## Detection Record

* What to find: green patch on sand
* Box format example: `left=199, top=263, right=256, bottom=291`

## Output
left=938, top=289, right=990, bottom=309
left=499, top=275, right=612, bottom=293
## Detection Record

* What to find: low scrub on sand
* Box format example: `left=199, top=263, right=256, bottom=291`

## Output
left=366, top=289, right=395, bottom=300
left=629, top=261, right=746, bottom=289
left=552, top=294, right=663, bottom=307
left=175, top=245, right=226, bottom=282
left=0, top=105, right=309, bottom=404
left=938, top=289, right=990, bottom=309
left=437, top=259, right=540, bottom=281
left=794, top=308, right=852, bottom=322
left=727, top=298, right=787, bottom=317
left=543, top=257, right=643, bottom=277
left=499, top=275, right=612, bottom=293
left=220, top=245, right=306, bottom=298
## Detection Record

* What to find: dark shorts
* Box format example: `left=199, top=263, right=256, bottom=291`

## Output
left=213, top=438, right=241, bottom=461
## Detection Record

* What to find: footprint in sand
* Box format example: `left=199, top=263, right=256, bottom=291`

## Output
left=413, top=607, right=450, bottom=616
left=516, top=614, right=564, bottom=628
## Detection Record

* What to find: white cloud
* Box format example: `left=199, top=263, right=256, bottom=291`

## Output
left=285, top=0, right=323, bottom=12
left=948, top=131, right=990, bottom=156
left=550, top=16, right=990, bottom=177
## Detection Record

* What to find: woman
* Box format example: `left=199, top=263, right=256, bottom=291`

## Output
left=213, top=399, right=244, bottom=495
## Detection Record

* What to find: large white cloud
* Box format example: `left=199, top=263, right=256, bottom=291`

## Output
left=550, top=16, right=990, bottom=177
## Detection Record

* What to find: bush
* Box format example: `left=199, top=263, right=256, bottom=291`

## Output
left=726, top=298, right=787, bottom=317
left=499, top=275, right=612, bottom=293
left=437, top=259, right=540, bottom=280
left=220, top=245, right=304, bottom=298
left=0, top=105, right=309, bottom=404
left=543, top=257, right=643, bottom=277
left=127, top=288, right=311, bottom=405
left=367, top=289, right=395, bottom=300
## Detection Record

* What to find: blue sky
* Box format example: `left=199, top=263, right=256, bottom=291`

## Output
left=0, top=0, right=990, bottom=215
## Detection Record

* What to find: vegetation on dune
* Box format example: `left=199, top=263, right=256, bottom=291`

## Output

---

Problem details: Return what is listed above, exactly and completely.

Answer to this exercise:
## Detection Record

* What to find: green patch on sand
* Box format example: `left=199, top=263, right=256, bottom=291`

## Output
left=938, top=289, right=990, bottom=309
left=499, top=275, right=612, bottom=293
## Detection Record

* What to find: low scrub on sand
* Box format example: `left=199, top=263, right=256, bottom=291`

## Output
left=366, top=289, right=395, bottom=300
left=629, top=261, right=746, bottom=289
left=552, top=294, right=663, bottom=307
left=175, top=245, right=226, bottom=282
left=0, top=105, right=309, bottom=404
left=938, top=289, right=990, bottom=309
left=437, top=259, right=540, bottom=281
left=794, top=308, right=852, bottom=322
left=727, top=298, right=787, bottom=317
left=543, top=257, right=643, bottom=277
left=499, top=275, right=612, bottom=293
left=220, top=245, right=306, bottom=298
## Detection Record

* What to find: dark shorts
* Box format example: `left=199, top=263, right=256, bottom=291`

## Output
left=213, top=438, right=241, bottom=461
## Detection Record

* What to find: footprint in sand
* Box format example: `left=199, top=263, right=256, bottom=291`

## Output
left=413, top=607, right=450, bottom=616
left=516, top=614, right=564, bottom=628
## Detection Record

* What to find: white cloud
* Box format example: `left=199, top=263, right=256, bottom=291`

## Output
left=285, top=0, right=323, bottom=12
left=948, top=131, right=990, bottom=156
left=550, top=16, right=990, bottom=177
## Detection Record

* What to find: woman
* Box format example: `left=199, top=263, right=256, bottom=291`

## Output
left=213, top=399, right=244, bottom=495
## Detection Record

* What to find: large white cloud
* Box format example: `left=199, top=263, right=256, bottom=291`

## Output
left=550, top=16, right=990, bottom=177
## Detection Record

* What to find: bush
* Box format example: `left=199, top=263, right=256, bottom=291`

## Output
left=726, top=298, right=787, bottom=317
left=499, top=275, right=612, bottom=293
left=437, top=259, right=540, bottom=280
left=220, top=245, right=304, bottom=298
left=0, top=105, right=309, bottom=404
left=543, top=257, right=643, bottom=277
left=127, top=288, right=311, bottom=405
left=367, top=289, right=395, bottom=300
## Detection Record

* What to find: blue sky
* Box format example: `left=199, top=263, right=256, bottom=291`

## Output
left=0, top=0, right=990, bottom=215
## Detection Record

* What to find: vegetation on dune
* Box format example: `left=199, top=263, right=256, bottom=291`

## Output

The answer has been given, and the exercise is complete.